──────── SOURCE ────────

Muzyczka obtained a baccalaureate degree from the Pontifical Urban University in Rome (Propaganda Fide) in 1947. He defended his dissertation, entitled "On [the use of] water in the Byzantine Liturgy" on 27 June 1953, and was granted the doctoral degree in liturgical theology from the Urbaniana following the publication of the dissertation by the Vatican printing press. 

Ordained a priest by Bishop Buchko on 3 May 1951, and unable to return to Ukraine under Soviet rule, Father Ivan was assigned to the Ukrainian Catholic mission in England. There he faithfully served for the next 24 years, principally in the West Midlands. After completing his doctorate, he was assigned to Rochdale in 1953 and Wolverhampton the following year. The latter was to remain his pastoral base for the surrounding area until 1975. A great admirer of the British, especially after having been interned under their "civilised" captivity; a fact for which he was always grateful, Muzyczka went on to become a naturalised British Subject.

Metropolitan Yosyf Slipyi was released from the Soviet Gulag in 1963. From 1970, Muzyczka began to assist Slipyj in his project to establish a Ukrainian Catholic University. Finally, in 1975, Father Ivan gave in to Slipyi’s insistant demands that he move to Rome permanently, to dedicate himself to the project. Thenceforth, Doctor Muzyczka concentrated on lecturing in music, homiletics, pastoral theology. He was responsible for publishing the Ukrainian Catholic theological-historical journal Bohoslovia, as well as the opera omnia of Cardinal Slipyi, together with Bishop Choma. In 1976 Slipyi named hi pro-rector of the fledgling "University" (Slipyi was titular rector) and rector of St. Sophia College-Seminary in 1985.

──────── PROVIDED DATA ────────

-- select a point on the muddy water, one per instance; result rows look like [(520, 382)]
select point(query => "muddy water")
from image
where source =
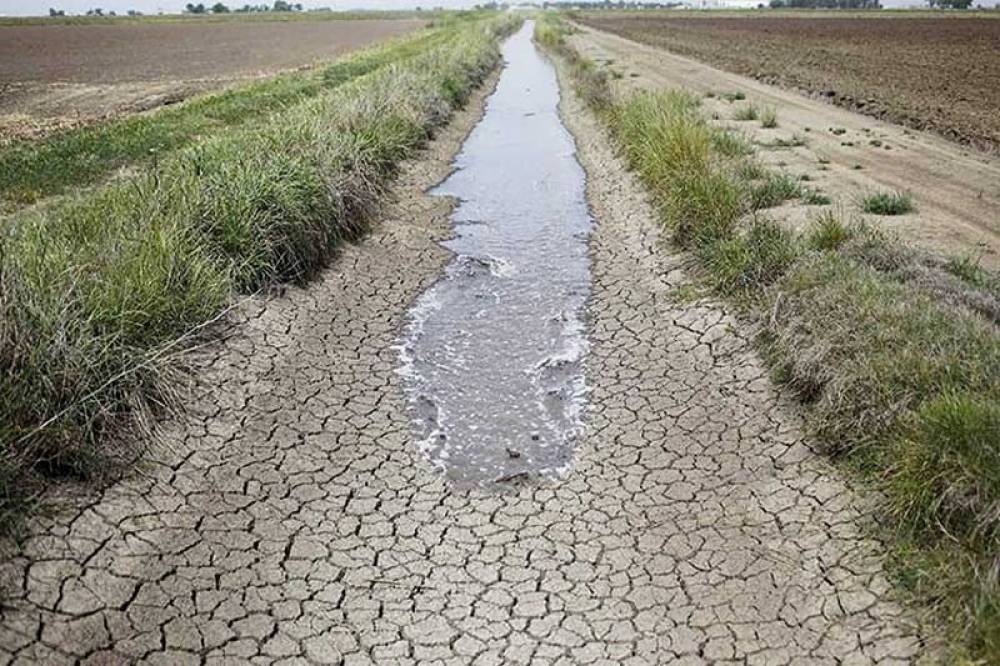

────────

## DIRECTIVE A
In the excerpt about Muzyczka, which town became his pastoral base in England until 1975?
## DIRECTIVE B
Copy the passage of the Muzyczka excerpt starting at "Metropolitan Yosyf Slipyi" and ending at "College-Seminary in 1985.".

## COMPLETE RESPONSE A
Wolverhampton.

## COMPLETE RESPONSE B
Metropolitan Yosyf Slipyi was released from the Soviet Gulag in 1963. From 1970, Muzyczka began to assist Slipyj in his project to establish a Ukrainian Catholic University. Finally, in 1975, Father Ivan gave in to Slipyi’s insistant demands that he move to Rome permanently, to dedicate himself to the project. Thenceforth, Doctor Muzyczka concentrated on lecturing in music, homiletics, pastoral theology. He was responsible for publishing the Ukrainian Catholic theological-historical journal Bohoslovia, as well as the opera omnia of Cardinal Slipyi, together with Bishop Choma. In 1976 Slipyi named hi pro-rector of the fledgling "University" (Slipyi was titular rector) and rector of St. Sophia College-Seminary in 1985.